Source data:
____________
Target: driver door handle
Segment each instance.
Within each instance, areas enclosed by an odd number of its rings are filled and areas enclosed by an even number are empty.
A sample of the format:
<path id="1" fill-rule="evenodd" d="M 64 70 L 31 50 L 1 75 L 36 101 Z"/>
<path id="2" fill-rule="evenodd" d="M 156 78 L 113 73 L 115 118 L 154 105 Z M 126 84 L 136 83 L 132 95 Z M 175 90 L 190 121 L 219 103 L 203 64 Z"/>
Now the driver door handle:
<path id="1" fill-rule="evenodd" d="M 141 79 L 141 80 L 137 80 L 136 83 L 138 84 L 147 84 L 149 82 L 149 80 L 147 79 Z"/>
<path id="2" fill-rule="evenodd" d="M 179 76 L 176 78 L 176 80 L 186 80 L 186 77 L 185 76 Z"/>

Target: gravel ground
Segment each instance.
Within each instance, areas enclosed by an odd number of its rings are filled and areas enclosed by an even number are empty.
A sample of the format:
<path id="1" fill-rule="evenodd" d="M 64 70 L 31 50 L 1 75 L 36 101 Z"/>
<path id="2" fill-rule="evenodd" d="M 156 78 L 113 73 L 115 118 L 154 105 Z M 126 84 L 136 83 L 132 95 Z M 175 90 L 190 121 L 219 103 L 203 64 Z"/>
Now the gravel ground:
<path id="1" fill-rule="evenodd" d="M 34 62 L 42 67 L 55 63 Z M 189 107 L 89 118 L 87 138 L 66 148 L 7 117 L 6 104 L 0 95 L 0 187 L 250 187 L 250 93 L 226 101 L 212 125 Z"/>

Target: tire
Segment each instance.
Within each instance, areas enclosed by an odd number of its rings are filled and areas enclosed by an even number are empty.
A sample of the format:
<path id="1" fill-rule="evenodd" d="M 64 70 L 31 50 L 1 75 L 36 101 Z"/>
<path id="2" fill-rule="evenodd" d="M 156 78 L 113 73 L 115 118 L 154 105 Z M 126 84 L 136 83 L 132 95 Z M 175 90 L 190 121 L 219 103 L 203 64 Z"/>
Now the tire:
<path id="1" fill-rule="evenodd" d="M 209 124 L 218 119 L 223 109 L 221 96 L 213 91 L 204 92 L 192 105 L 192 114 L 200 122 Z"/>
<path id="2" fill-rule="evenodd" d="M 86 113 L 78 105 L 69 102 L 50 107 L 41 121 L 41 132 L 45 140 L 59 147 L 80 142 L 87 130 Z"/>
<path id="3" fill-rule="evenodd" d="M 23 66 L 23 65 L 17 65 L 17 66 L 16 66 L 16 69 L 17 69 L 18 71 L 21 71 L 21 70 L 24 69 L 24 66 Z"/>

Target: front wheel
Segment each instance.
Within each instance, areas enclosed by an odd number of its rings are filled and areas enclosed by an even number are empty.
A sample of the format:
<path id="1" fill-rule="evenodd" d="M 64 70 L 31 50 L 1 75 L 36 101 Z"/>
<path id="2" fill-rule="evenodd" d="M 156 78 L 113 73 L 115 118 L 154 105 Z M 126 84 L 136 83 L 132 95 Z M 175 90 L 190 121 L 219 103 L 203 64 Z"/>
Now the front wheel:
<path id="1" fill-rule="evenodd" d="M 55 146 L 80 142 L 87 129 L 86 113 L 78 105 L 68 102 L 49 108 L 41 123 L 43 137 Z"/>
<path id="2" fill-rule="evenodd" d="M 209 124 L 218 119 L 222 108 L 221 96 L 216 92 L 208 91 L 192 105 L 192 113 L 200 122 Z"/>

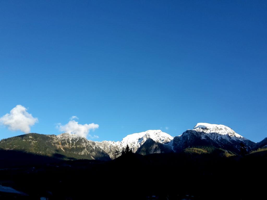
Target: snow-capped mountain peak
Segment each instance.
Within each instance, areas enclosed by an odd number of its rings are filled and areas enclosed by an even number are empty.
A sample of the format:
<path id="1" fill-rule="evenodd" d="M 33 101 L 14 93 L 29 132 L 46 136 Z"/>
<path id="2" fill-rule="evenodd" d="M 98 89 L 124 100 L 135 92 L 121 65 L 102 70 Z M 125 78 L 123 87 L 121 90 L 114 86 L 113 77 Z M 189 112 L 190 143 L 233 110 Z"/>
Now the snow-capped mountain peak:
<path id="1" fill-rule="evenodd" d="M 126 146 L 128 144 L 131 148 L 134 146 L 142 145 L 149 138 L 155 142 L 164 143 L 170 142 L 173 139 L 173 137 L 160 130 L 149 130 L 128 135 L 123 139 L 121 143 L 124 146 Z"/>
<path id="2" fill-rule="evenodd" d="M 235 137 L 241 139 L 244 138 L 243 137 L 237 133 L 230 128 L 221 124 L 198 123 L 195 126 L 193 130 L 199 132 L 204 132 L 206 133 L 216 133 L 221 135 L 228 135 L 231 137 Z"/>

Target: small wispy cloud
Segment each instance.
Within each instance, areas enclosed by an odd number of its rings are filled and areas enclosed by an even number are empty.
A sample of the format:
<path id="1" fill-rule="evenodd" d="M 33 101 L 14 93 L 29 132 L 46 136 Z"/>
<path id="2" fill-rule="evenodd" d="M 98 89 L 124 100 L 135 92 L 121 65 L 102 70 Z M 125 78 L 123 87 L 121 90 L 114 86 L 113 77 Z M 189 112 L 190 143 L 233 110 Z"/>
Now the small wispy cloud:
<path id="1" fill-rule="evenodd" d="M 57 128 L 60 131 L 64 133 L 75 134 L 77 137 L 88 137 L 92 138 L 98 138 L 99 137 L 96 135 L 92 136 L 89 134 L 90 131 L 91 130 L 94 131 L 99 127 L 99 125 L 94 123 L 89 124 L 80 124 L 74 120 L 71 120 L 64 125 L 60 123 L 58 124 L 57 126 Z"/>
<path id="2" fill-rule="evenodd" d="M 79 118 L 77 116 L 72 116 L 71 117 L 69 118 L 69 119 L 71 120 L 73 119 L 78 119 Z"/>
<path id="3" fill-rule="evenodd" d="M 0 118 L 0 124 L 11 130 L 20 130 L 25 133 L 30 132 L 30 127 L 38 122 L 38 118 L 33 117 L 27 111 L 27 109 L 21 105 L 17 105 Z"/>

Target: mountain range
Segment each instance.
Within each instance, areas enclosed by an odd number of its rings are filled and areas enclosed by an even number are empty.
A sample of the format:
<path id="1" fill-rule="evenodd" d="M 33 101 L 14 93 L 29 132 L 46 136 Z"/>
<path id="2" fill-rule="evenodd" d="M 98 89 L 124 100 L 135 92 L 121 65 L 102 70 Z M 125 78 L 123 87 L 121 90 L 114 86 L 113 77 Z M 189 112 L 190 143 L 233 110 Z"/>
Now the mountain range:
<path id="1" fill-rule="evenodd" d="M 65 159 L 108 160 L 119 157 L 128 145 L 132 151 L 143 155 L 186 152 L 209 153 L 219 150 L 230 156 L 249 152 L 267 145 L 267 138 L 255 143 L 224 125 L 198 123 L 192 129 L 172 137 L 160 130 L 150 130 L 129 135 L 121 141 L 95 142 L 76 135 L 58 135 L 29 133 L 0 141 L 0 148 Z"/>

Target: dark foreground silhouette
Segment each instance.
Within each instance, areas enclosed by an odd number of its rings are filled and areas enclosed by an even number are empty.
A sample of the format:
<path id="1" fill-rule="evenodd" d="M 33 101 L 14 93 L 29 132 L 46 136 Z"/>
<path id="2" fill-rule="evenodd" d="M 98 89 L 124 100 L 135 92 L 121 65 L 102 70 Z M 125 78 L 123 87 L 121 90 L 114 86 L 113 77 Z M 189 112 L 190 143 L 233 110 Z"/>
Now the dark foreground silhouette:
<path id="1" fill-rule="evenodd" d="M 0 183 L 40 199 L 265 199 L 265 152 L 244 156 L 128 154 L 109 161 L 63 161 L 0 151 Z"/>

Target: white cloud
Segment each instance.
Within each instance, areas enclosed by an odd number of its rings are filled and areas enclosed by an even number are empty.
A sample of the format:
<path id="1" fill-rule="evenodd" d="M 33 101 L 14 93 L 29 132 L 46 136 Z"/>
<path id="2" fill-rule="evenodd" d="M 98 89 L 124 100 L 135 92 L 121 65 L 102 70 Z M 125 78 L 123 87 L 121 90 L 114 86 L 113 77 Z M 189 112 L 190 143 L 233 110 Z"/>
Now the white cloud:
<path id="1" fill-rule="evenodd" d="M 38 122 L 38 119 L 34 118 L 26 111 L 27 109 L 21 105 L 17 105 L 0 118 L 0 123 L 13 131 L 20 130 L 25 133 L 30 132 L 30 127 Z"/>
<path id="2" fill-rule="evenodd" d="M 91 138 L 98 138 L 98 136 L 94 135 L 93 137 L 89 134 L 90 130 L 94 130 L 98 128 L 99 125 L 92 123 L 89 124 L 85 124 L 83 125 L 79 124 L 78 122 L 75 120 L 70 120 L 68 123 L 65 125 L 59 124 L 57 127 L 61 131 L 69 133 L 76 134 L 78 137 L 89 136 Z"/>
____________
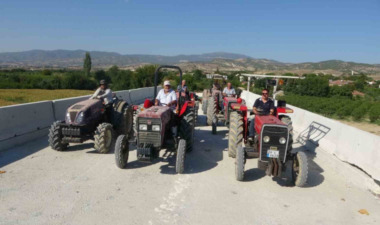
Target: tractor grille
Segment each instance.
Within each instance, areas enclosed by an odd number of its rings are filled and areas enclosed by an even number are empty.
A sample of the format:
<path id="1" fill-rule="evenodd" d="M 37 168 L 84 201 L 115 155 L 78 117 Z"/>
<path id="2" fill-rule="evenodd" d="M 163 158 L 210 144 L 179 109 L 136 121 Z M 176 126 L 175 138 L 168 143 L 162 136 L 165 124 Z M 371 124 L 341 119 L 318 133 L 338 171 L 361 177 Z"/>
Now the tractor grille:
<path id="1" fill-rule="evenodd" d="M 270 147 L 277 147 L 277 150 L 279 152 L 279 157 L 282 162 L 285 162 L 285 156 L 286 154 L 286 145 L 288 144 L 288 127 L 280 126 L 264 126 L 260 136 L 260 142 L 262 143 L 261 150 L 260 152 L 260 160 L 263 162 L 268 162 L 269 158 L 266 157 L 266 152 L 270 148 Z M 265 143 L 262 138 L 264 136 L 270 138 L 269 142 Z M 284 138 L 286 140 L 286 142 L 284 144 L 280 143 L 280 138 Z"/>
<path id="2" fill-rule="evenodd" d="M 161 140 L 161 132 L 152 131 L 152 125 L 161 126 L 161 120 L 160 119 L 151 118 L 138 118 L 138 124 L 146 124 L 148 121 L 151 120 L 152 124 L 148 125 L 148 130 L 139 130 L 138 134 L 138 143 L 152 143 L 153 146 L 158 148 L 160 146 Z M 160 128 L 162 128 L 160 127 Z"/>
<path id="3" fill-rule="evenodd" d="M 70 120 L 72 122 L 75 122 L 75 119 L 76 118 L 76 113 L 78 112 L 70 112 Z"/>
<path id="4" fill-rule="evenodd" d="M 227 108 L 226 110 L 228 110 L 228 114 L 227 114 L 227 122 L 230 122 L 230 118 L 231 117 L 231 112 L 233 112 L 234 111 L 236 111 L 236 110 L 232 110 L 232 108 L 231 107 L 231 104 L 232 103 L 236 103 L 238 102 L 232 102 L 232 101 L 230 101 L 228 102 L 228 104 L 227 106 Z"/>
____________
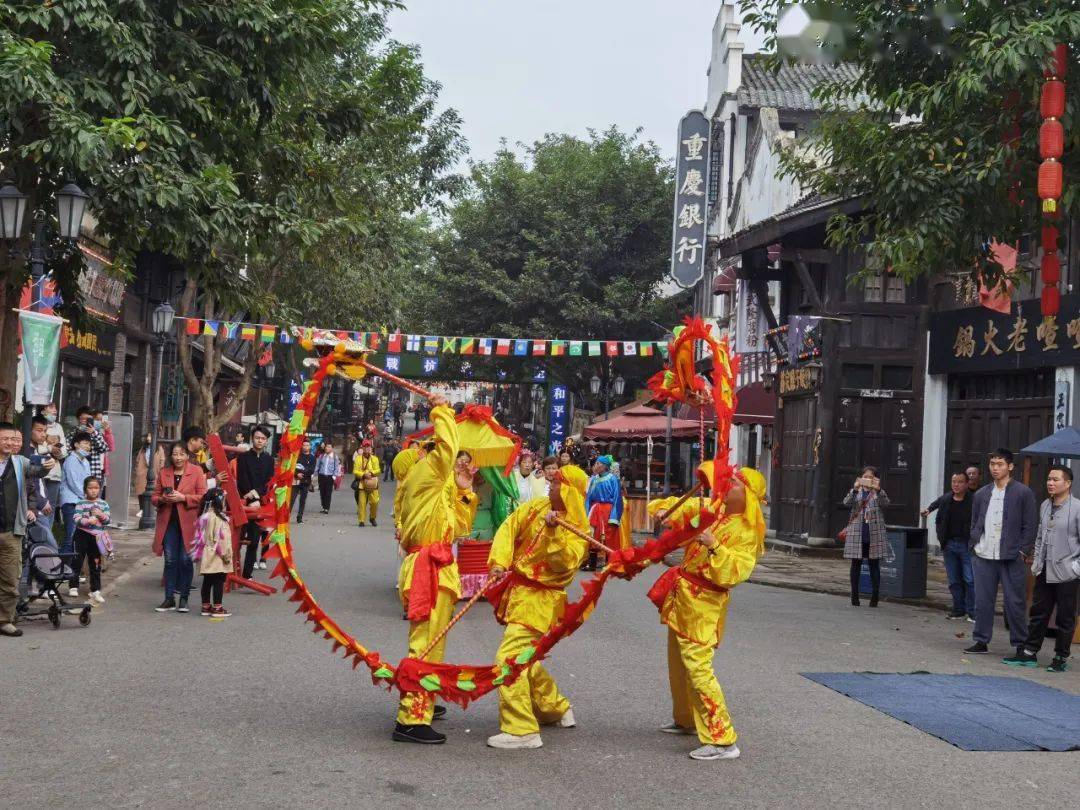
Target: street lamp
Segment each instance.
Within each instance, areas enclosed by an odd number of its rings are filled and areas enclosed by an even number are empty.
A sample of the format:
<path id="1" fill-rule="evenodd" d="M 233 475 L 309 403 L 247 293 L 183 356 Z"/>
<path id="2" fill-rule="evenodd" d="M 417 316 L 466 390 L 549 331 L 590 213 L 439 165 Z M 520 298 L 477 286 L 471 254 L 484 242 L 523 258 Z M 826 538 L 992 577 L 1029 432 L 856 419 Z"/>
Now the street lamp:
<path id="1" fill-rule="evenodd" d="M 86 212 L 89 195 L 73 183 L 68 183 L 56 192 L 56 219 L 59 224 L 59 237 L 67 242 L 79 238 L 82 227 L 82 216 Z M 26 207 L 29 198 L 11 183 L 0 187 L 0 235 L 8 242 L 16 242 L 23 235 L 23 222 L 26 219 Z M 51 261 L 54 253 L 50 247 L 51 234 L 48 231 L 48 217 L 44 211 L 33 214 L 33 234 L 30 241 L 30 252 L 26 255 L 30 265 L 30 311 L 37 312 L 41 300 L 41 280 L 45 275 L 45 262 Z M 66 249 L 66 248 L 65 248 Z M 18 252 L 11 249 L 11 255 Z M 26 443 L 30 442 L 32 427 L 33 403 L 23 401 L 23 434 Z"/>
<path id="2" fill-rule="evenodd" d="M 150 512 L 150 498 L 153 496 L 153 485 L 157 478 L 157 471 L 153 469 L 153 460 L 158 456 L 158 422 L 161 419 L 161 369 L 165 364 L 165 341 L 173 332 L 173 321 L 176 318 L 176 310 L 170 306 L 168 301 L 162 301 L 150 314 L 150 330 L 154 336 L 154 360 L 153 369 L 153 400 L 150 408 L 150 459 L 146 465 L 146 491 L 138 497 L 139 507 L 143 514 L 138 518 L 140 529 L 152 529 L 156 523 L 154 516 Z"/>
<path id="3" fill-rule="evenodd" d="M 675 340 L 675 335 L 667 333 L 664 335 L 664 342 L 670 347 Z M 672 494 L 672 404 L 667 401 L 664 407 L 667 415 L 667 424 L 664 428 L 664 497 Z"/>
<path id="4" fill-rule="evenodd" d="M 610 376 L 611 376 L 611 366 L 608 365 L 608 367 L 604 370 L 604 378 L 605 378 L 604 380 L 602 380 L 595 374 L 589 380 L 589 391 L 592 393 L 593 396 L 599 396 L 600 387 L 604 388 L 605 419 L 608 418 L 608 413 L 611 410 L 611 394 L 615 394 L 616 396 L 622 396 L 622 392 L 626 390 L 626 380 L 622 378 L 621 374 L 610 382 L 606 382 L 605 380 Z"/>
____________
→ **The exercise**
Rewrite the part of the source data that opens with the line containing "Target: driver door handle" and closes with the line containing "141 79 L 141", substituting "Outline" for "Segment" and leaving everything else unchanged.

→ **Reply**
Target: driver door handle
Outline each instance.
Within each instance, areas enclosed by an odd number of its rings are filled and areas enclosed by an even number are empty.
A sample of the format:
<path id="1" fill-rule="evenodd" d="M 64 70 L 31 50 L 1 75 L 36 101 Z"/>
<path id="2" fill-rule="evenodd" d="M 156 78 L 113 73 L 115 118 L 154 105 Z M 126 84 L 136 83 L 132 95 Z M 175 90 L 190 121 L 219 103 L 203 64 Z"/>
Now the driver door handle:
<path id="1" fill-rule="evenodd" d="M 141 79 L 141 80 L 137 80 L 136 83 L 138 84 L 147 84 L 149 82 L 149 80 L 147 79 Z"/>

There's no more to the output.